* **Task goal**
Set the records down again, exactly, without their images.

* **Provided data**
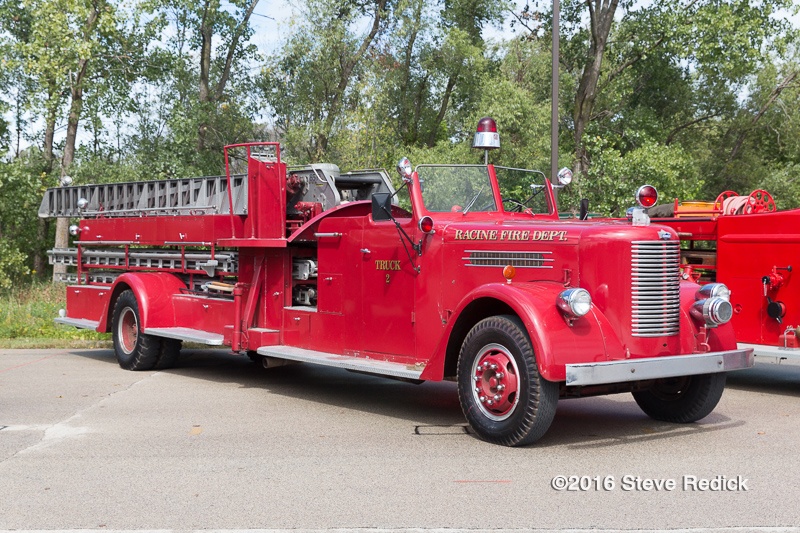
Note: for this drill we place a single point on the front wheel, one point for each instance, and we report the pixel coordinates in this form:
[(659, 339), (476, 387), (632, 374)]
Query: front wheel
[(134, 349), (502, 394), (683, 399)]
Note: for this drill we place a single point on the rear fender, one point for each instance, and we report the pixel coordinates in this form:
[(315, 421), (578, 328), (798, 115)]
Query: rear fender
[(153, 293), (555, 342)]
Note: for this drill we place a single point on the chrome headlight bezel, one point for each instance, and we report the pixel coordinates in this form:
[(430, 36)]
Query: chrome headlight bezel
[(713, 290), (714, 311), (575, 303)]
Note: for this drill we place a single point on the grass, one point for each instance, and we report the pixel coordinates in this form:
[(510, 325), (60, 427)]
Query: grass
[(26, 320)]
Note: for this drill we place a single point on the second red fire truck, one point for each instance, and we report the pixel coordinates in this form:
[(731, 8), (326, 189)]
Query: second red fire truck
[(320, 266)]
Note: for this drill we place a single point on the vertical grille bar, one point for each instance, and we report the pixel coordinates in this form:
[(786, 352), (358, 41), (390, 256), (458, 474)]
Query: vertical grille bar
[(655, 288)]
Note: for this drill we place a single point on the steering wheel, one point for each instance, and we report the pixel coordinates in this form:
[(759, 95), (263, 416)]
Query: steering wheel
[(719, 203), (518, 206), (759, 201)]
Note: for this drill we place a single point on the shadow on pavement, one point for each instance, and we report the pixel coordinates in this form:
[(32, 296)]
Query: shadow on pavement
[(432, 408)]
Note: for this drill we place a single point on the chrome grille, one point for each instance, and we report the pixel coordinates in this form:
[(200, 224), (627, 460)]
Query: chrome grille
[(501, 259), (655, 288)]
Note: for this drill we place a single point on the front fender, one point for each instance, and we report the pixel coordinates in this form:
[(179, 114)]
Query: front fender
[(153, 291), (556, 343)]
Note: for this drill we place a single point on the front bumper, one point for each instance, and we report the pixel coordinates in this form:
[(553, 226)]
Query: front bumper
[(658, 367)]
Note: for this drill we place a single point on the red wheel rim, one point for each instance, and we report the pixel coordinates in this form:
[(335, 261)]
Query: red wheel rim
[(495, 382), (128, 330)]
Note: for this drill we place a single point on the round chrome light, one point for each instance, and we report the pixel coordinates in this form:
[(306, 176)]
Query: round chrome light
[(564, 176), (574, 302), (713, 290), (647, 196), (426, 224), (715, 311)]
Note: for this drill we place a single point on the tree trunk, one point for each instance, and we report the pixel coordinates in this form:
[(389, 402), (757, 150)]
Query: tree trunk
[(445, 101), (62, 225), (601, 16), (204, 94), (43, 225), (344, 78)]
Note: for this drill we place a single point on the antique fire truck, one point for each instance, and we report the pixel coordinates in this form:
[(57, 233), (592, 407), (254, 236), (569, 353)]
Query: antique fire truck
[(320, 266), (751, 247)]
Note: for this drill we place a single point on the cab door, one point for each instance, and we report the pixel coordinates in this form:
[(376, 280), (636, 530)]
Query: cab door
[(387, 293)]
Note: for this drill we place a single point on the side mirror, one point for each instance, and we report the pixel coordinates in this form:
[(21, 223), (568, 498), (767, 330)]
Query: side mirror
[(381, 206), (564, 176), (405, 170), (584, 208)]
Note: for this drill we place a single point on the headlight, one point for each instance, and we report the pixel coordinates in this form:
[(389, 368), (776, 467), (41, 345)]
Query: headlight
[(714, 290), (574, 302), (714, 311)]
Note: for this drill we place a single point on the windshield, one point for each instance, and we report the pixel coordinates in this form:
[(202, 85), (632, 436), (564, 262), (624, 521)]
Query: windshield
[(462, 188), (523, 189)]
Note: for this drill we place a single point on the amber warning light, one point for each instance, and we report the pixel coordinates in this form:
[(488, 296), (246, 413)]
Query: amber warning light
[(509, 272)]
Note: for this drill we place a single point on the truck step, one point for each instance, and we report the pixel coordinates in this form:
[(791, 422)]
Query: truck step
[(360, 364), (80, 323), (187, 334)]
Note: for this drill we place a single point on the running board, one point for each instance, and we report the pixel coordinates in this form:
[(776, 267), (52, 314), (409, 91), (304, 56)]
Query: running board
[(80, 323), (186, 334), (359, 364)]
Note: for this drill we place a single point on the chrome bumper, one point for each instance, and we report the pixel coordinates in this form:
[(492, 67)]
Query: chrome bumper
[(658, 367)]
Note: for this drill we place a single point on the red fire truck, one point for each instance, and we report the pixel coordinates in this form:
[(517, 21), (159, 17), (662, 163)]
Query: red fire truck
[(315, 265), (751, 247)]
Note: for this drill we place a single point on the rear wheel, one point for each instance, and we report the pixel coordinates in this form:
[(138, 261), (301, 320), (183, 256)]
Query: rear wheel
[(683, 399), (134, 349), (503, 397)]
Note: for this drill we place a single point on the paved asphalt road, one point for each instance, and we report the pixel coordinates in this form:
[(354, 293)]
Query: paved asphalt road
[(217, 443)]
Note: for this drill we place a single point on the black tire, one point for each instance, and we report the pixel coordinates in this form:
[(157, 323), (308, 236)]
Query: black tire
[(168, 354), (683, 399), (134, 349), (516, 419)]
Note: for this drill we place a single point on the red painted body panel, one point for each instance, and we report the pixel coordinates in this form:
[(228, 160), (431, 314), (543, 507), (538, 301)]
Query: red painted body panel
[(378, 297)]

* **Output**
Note: for this drill we place a single point on the front wheel, one point for each instance, and we report the pixel coordinates in this form:
[(659, 339), (476, 387), (632, 374)]
Query: front wheel
[(134, 349), (502, 394), (683, 399)]
Note: for this drill we place a single point on the rear fender, one point for each instance, and we report the pixel coordinates in this form:
[(315, 421), (578, 328), (798, 115)]
Query: rear fender
[(153, 293), (555, 342)]
Note: for this drill we place a single point on the chrome headlight bezel, one point for each instance, and we report the pixel coordinates in this form:
[(430, 36)]
Query: chrome headlight bezel
[(713, 290), (714, 311), (575, 303)]
Note: for this drill we place a single point on the grass, one point for each instance, and we report the pixel coordinates in this form:
[(510, 325), (60, 427)]
Query: grass
[(26, 320)]
Note: for this drill we place a single point on the second red fire truck, one point for each instance, and we report the pixel coordinates in this form:
[(731, 8), (326, 189)]
Query: second red fire truck
[(320, 266)]
Note: for this drill we place a single point on the vertical grille bar, one point for each instance, and we report the pixel coordinates in this form:
[(786, 352), (358, 41), (390, 256), (458, 474)]
Query: vertical grille bar
[(655, 288)]
Note: for this drill we place a single point on the steering wheel, one point for each instance, and we report the pixel coordinates in this form:
[(759, 95), (263, 416)]
Query: steering wheel
[(719, 203), (518, 206), (759, 201)]
Note: for this drill we place a single point on the shadow on pavement, one point for each instance, and we report the pixel coordinates in this form:
[(32, 296)]
Query: shadow on pavement
[(432, 408)]
Note: for this drill we place a single point on the chrome grille, one point for each instance, and we report the pixel coordinates in this form:
[(200, 224), (627, 460)]
Query: chrome grille
[(501, 259), (655, 288)]
Note: for this drill we place a single point on the front fender, one point for each instance, and we report the pixel coordinates in this form:
[(179, 114)]
Query: front fender
[(153, 291), (556, 343)]
Note: for this drill we place a single point on the front bumper, one point for each instance, and we report the pixel coordinates in this form:
[(553, 226)]
Query: front bumper
[(658, 367)]
Note: for this drill we place a single point on the red wheel rim, one point for each instance, and we report the pixel coordinates in this form:
[(335, 261)]
Query: red wheel rim
[(495, 382), (128, 330)]
Note: for this drill we place a single point on the round chrome light, one point for each instance, and we report the pixel coordinates in this form:
[(306, 176)]
Query: round chrome light
[(564, 176), (574, 302), (713, 290), (647, 196), (426, 224), (715, 311)]
Note: for this drill we place a single point on the tree trunk, one point for each instance, and we report the pixel coordinates in this form:
[(389, 402), (757, 150)]
Query: tree trunk
[(445, 101), (62, 225), (601, 16), (204, 94), (43, 225), (344, 78)]
Note: for this drill we place a single point on the antique fire truck, one point for each instance, and we report the pixel coordinates in this form:
[(57, 233), (592, 407), (254, 236), (569, 353)]
Query: antique fire truck
[(320, 266), (751, 247)]
Note: for this drill we place a single point on the cab door, one point for each instance, and we report the pixel coordinates in this form:
[(376, 280), (636, 530)]
Query: cab door
[(387, 293)]
Note: for this drill we place a single point on the side mirror, one point for each instance, and we report the pixel coordinates in this form:
[(21, 223), (568, 498), (767, 330)]
Query: side mirror
[(381, 206), (564, 176), (405, 170), (584, 208)]
Note: for this drill we place a single point on the headlight, one point for each instance, and we report the pixel coordinates in this form:
[(389, 368), (776, 467), (41, 345)]
Query: headlight
[(714, 290), (574, 302), (714, 311)]
Note: for this drill we place a single point on the windshield, one point for each instance, and we report the pixel coordinates in this form:
[(202, 85), (632, 436), (564, 262), (624, 521)]
Query: windshield
[(462, 188), (523, 189)]
Note: for this drill we place a single point on the amber warning light, one point for each instance, and we report the pixel coordinates in this form:
[(488, 296), (246, 413)]
Query: amber warning light
[(509, 272)]
Note: for this drill we place a single point on the truck step, one point for each instance, and we report the pixel coordinates in this form:
[(791, 422)]
Query: truck step
[(360, 364), (80, 323), (187, 334)]
Note: for this drill we place a single point on the running board, one point for each instance, and we report the pixel coordinates in this form:
[(776, 267), (52, 314), (409, 91), (304, 56)]
Query: running board
[(80, 323), (186, 334), (359, 364)]
Note: for this drill we place a single point on the chrome bumper, one point for each instance, and we report the pixel coordinates in this form:
[(492, 67)]
Query: chrome bumper
[(658, 367)]
Note: for this drill we place a single point on the red fire truck, one point for each instance, and we report the pixel coordinates in this form:
[(517, 21), (159, 17), (662, 163)]
Query: red fire truck
[(315, 265), (751, 247)]
Note: for this drill we place a single point on the rear wheel, one point for each instance, and we report the pixel coordinates in this form:
[(138, 261), (301, 320), (183, 256)]
Query: rear wheel
[(683, 399), (134, 349), (503, 397)]
Note: for this drill we place a single point on the paved asphalt road, one point for each instance, and we report the pixel coordinates in this form:
[(354, 293)]
Query: paved asphalt road
[(217, 443)]
Note: for this drill we place a single point on the black tire, one point for each instance, and we report the pixel coordinates in this form:
[(157, 323), (308, 236)]
Query: black tire
[(168, 354), (683, 399), (134, 349), (516, 419)]
Note: for this drill we place a single point on the red painted body panel, one point for each instance, and we report the pixel coordinates in this form:
[(228, 160), (431, 314), (543, 507), (538, 301)]
Query: red painted body panel
[(378, 297)]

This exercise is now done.